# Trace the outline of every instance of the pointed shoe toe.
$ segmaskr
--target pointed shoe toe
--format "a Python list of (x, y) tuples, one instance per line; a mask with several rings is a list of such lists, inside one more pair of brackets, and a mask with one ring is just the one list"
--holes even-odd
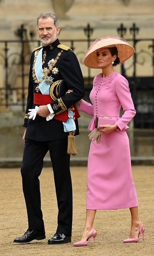
[(88, 243), (88, 241), (78, 241), (73, 244), (73, 246), (86, 246)]
[(143, 240), (144, 240), (144, 232), (146, 230), (145, 227), (143, 227), (142, 222), (141, 222), (139, 228), (139, 232), (137, 237), (135, 238), (127, 238), (127, 239), (123, 240), (123, 243), (137, 243), (139, 241), (140, 236), (142, 233), (143, 235)]
[[(96, 231), (96, 233), (95, 233), (94, 234), (94, 233), (95, 231)], [(74, 246), (86, 246), (92, 237), (94, 238), (94, 244), (95, 245), (95, 238), (97, 235), (97, 233), (96, 230), (95, 229), (94, 229), (92, 231), (90, 236), (86, 241), (78, 241), (78, 242), (73, 244), (73, 245)]]

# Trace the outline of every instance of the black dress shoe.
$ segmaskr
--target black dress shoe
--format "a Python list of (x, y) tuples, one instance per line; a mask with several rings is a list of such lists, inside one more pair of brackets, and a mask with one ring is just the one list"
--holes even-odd
[(14, 243), (23, 244), (29, 243), (33, 240), (42, 240), (42, 239), (45, 239), (45, 230), (28, 229), (23, 236), (15, 238), (13, 242)]
[(71, 237), (66, 235), (60, 232), (57, 232), (52, 238), (48, 240), (49, 245), (60, 245), (60, 244), (66, 244), (71, 242)]

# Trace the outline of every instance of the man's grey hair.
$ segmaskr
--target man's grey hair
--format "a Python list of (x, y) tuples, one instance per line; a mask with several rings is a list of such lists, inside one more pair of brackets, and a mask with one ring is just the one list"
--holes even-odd
[(54, 21), (54, 24), (56, 27), (57, 28), (59, 25), (59, 22), (57, 17), (54, 14), (51, 12), (42, 12), (39, 15), (37, 18), (37, 25), (38, 26), (38, 22), (40, 19), (47, 19), (49, 17), (52, 18)]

:::

## [What to do]
From the data above, write out everything exactly except the pictures.

## [Task output]
# Trace the outline of every instance of the pointed shoe toe.
$ segmaskr
--target pointed shoe toe
--format "a Python list of (x, y) tuples, one instance per line; a mask with several rings is a list of such lists, inside one more pair of brackets, and a mask with one ring is just the one list"
--holes even-odd
[(88, 243), (88, 241), (78, 241), (73, 244), (73, 246), (86, 246)]
[(143, 240), (144, 240), (144, 232), (146, 230), (145, 227), (143, 227), (142, 222), (141, 222), (139, 228), (139, 232), (137, 237), (135, 238), (127, 238), (127, 239), (123, 240), (123, 243), (137, 243), (139, 241), (140, 236), (142, 233), (143, 235)]
[[(96, 231), (96, 233), (95, 233), (94, 234), (94, 233), (95, 231)], [(74, 246), (86, 246), (92, 237), (94, 238), (94, 244), (95, 245), (95, 238), (97, 235), (97, 233), (96, 230), (95, 229), (94, 229), (92, 231), (90, 236), (86, 241), (78, 241), (78, 242), (73, 244), (73, 245)]]

# Trace the outline of every instance of the black dress shoe.
$ segmaskr
--target black dress shoe
--format "a Python list of (x, y) tuples, one instance per line; a mask with several rings is a list of such lists, inside one more pair of brackets, and a mask with one ring is just the one list"
--holes even-odd
[(14, 243), (23, 244), (29, 243), (33, 240), (42, 240), (42, 239), (45, 239), (45, 230), (28, 229), (23, 236), (15, 238), (13, 242)]
[(71, 237), (66, 235), (60, 232), (57, 232), (52, 238), (48, 240), (49, 245), (60, 245), (60, 244), (66, 244), (71, 242)]

# Trace the outline of every instance of the man's grey hair.
$ segmaskr
--target man's grey hair
--format "a Python list of (x, y) tuples, one instance per line; a mask with several rings is a list of such lists, inside one more pair of brackets, and a mask with one ring is just the one list"
--holes even-odd
[(54, 21), (54, 24), (56, 27), (57, 28), (59, 25), (59, 22), (57, 17), (54, 14), (51, 12), (42, 12), (39, 15), (37, 18), (37, 25), (38, 26), (38, 22), (40, 19), (47, 19), (49, 17), (52, 18)]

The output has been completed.